# [Задание 1]
Обновите фрагмент воспоминаний о войне от «У нас не бомбили.» до «небо. Ждали самолет.» включительно, заменив «паровозы» на «поезда».

# [Фрагмент текста]
______

У нас не бомбили. У нас было тихо. Бои шли на подступах к Москве, а мы жили севернее осажденной столицы. Я тогда была совсем маленькая и ходила в детский сад. Но до сих пор помню проникающий в душу страшный сигнал воздушной тревоги. Мы всегда, даже во время игр, прислушивались к каждому гудку. А гудков было много: протяжно пели паровозы, заливались гудки фабрик и заводов, возвещая о конце и начале смены. А тогда все работали круглосуточно, в три смены… Порой как-то и играть не хотелось, мы сидели тихонько, прижавшись к воспитательнице и друг к другу, и ждали… Но вот он — вой, тревожный, грозный. Мы вскакивали, испуганно смотрели в небо. Ждали самолет.
— Бегите в окопы!

______

# [Исходные ряды]
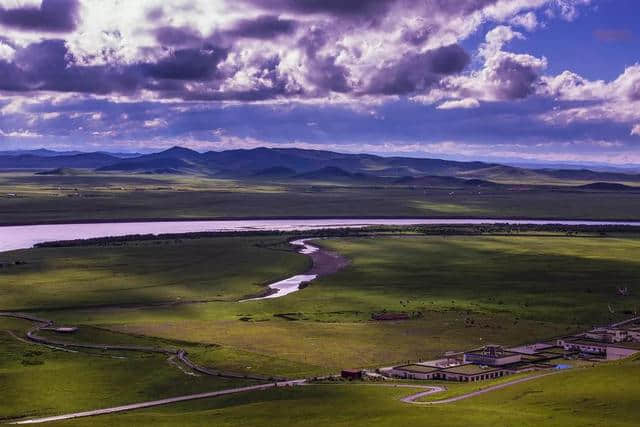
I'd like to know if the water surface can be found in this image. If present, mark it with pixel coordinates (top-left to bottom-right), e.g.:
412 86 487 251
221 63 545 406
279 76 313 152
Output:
0 218 640 252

______

# [Задание 2]
Назовите, сколько строк в рядах выше содержат слово «right». В ответе должно быть только число.

# [Ответ 1]
У нас не бомбили. У нас было тихо. Бои шли на подступах к Москве, а мы жили севернее осажденной столицы. Я тогда была совсем маленькая и ходила в детский сад. Но до сих пор помню проникающий в душу страшный сигнал воздушной тревоги. Мы всегда, даже во время игр, прислушивались к каждому гудку. А гудков было много: протяжно пели поезда, заливались гудки фабрик и заводов, возвещая о конце и начале смены. А тогда все работали круглосуточно, в три смены… Порой как-то и играть не хотелось, мы сидели тихонько, прижавшись к воспитательнице и друг к другу, и ждали… Но вот он — вой, тревожный, грозный. Мы вскакивали, испуганно смотрели в небо. Ждали самолет.

# [Ответ 2]
1